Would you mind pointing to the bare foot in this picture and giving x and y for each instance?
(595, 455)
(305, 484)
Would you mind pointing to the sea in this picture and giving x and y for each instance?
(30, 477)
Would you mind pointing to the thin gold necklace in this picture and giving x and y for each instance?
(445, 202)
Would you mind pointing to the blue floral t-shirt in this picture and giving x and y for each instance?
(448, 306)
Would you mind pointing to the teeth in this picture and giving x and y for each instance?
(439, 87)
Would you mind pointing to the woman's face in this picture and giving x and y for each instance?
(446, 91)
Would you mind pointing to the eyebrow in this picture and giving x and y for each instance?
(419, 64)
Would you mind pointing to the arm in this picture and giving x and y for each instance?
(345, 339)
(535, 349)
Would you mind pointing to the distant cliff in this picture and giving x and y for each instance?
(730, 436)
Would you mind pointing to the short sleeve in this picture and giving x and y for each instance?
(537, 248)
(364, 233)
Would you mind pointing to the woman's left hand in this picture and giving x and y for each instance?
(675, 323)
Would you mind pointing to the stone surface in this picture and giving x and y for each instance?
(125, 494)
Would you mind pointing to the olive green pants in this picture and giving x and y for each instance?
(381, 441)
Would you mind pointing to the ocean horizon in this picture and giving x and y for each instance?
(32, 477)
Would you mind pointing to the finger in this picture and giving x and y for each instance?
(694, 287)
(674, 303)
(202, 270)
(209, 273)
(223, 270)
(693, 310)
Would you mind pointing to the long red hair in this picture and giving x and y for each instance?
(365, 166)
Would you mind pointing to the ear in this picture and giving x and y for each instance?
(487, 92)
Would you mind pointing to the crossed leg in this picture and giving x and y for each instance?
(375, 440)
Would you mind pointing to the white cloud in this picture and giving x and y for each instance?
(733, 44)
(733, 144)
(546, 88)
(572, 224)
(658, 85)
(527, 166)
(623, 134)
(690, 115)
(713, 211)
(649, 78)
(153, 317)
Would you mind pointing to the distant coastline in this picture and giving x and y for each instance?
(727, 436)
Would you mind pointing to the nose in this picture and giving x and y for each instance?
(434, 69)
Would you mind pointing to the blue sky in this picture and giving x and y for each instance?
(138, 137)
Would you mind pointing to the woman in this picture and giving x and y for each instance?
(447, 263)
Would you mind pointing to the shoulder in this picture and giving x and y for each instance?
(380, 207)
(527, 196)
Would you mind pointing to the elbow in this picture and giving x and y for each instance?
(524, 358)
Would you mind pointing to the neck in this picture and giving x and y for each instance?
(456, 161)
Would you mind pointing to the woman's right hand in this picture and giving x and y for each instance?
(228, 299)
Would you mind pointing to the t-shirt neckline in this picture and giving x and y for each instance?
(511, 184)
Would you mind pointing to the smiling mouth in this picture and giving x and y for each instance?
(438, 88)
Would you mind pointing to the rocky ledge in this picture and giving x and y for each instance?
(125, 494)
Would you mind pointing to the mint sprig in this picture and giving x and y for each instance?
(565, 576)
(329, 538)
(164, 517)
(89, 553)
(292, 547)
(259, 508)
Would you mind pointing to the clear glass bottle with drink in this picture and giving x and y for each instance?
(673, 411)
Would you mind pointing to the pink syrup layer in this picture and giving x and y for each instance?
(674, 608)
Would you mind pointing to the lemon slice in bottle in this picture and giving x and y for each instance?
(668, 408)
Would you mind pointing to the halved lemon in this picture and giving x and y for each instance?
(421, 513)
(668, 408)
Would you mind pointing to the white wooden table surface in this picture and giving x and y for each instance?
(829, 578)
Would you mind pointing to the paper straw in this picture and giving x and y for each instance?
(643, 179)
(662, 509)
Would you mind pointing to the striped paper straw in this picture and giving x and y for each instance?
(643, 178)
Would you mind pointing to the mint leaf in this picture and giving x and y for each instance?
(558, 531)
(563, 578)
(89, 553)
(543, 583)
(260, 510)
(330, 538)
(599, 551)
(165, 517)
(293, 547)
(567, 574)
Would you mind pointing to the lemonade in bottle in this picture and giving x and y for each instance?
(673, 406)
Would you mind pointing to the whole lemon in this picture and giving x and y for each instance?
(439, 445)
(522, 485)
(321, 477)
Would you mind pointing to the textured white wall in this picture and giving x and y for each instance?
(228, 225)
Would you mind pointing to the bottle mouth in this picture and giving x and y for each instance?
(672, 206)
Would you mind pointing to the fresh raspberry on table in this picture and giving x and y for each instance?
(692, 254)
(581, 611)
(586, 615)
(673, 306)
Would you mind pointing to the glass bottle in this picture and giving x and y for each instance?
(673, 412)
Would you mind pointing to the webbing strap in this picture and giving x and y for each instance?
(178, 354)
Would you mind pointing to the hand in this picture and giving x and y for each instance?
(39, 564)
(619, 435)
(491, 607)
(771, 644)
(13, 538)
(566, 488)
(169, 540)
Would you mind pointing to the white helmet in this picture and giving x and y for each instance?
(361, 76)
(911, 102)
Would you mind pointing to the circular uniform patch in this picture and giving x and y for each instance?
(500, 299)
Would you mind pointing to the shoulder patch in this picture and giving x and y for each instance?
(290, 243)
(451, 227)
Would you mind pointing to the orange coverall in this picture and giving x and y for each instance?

———

→ **What is needed**
Pull out every line above, word for word and in the same order.

→ **Expected answer**
Would you mind pointing to the bare foot in this picture and giving x and y for each instance?
(595, 455)
(305, 484)
Would you mind pointing to the sea in this picture and giving x and y for each instance?
(30, 477)
Would you mind pointing to the thin gold necklace in this picture and giving x and y for each instance?
(445, 202)
Would you mind pointing to the blue floral t-shirt in this picture and giving x and y for each instance?
(448, 306)
Would you mind pointing to the teeth in this picture and giving x and y for each instance?
(439, 87)
Would you mind pointing to the woman's face in this picture and giving x and y for each instance?
(446, 91)
Would you mind pointing to the eyebrow in this picture and giving x and y for each instance?
(419, 64)
Would you mind pointing to the arm in this picture and giving x and y for each instance?
(345, 339)
(535, 349)
Would you mind pointing to the distant cliff in this picture and giving x and y for each instance?
(730, 436)
Would you mind pointing to the short sleeve in this picture and giving x and y for each instance?
(537, 248)
(364, 233)
Would you mind pointing to the woman's left hand in this picture and giving x and y for each instance?
(675, 323)
Would you mind pointing to the stone surface in this picture and giving x and y for each instance?
(125, 494)
Would you mind pointing to the olive green pants in this picture and giving x and y for each instance?
(381, 441)
Would you mind pointing to the ocean horizon in this picture and giving x and y for each instance?
(32, 477)
Would you mind pointing to the finger in this picture and giving x and y for each instance?
(694, 287)
(674, 303)
(202, 270)
(209, 273)
(223, 270)
(693, 310)
Would you mind pointing to the long red hair in this picture and giving x and y for each instance?
(365, 166)
Would you mind pointing to the ear in this picture and giving x and y for each instance?
(487, 92)
Would you mind pointing to the crossed leg in this picture and giving x and y for each instance?
(375, 440)
Would you mind pointing to the white cloud in this picture and giving x and y for each instance?
(733, 44)
(733, 144)
(546, 88)
(572, 224)
(658, 85)
(527, 166)
(623, 134)
(690, 115)
(713, 211)
(649, 78)
(153, 317)
Would you mind pointing to the distant coastline in this picture and giving x and y for each instance?
(727, 436)
Would you mind pointing to the nose in this picture and giving x and y for each instance?
(434, 69)
Would you mind pointing to the blue sky in this picture and giving x and y for each instance?
(138, 137)
Would you mind pointing to the woman in this picture and giving x and y for each instance?
(447, 263)
Would you mind pointing to the shoulder in this picture and giving x and y for each instance?
(380, 207)
(527, 196)
Would you mind pointing to the elbow in this picture and giving x and y for each instance?
(524, 358)
Would you mind pointing to the neck in this picture and giving x and y for each instance?
(456, 161)
Would you mind pointing to the woman's right hand in this picture and giving x and y for each instance?
(228, 299)
Would you mind pointing to the t-shirt neckline in this picture and giving x and y for each instance?
(511, 184)
Would you mind pointing to the smiling mouth in this picture and giving x and y for each instance?
(438, 88)
Would you mind pointing to the rocky ledge in this picture and giving x and y for each instance?
(125, 494)
Would you mind pointing to the mint sprig in this picture and giving x and y for each instance?
(565, 576)
(329, 538)
(164, 517)
(89, 553)
(292, 547)
(259, 508)
Would you mind pointing to the clear glass bottle with drink in this picture and giving x and y for each instance?
(673, 411)
Would you mind pointing to the pink syrup layer in this picture and giving x and y for each instance?
(674, 608)
Would you mind pointing to the lemon slice in bottle in this picture and giving x and y for each instance?
(668, 408)
Would you mind pointing to the halved lemon in this picture and giving x and y for each instance?
(421, 513)
(668, 408)
Would you mind pointing to the white wooden table surface in this picture and giving x and y for each instance?
(829, 578)
Would you mind pointing to the paper straw in this picture and giving x and y for each instance?
(643, 179)
(662, 509)
Would you mind pointing to the striped paper straw in this picture and giving x and y for each instance?
(643, 178)
Would you mind pointing to the mint leaf in this picture and giving x and y for each instance?
(558, 531)
(563, 578)
(89, 553)
(543, 583)
(260, 510)
(330, 538)
(599, 551)
(165, 517)
(293, 547)
(567, 574)
Would you mind pointing to the lemonade in bottle in this picture and giving x and y for each instance?
(673, 406)
Would you mind pointing to the whole lemon in this picture and giving x and y for each instance?
(439, 445)
(522, 485)
(321, 477)
Would you mind pointing to the textured white wall in this picture and giving x and y for each instance?
(228, 225)
Would you mind pointing to the bottle mouth in this picture and giving x and y for each instance?
(672, 206)
Would you mind pointing to the fresh raspberry on table in this picture and giving x and y for each instance?
(692, 254)
(581, 611)
(586, 615)
(673, 306)
Would you mind pointing to the glass bottle in this picture and giving x and y for each instance?
(673, 412)
Would you mind pointing to the webbing strap in this picture and giving x and y for each instance?
(178, 354)
Would you mind pointing to the hand in this picture and giving x and y for each instance?
(39, 564)
(619, 435)
(491, 607)
(771, 644)
(13, 538)
(566, 488)
(169, 540)
Would you mind pointing to the white helmet in this picture and giving x and y for each instance?
(361, 76)
(911, 102)
Would you mind pointing to the circular uniform patch in this picture and giving x and y for each instance?
(500, 299)
Would you mind pointing to the shoulder patch in this picture and giving x and y for each instance?
(290, 243)
(451, 227)
Would you mind pointing to the orange coverall in this picture and giving x and y for each instance?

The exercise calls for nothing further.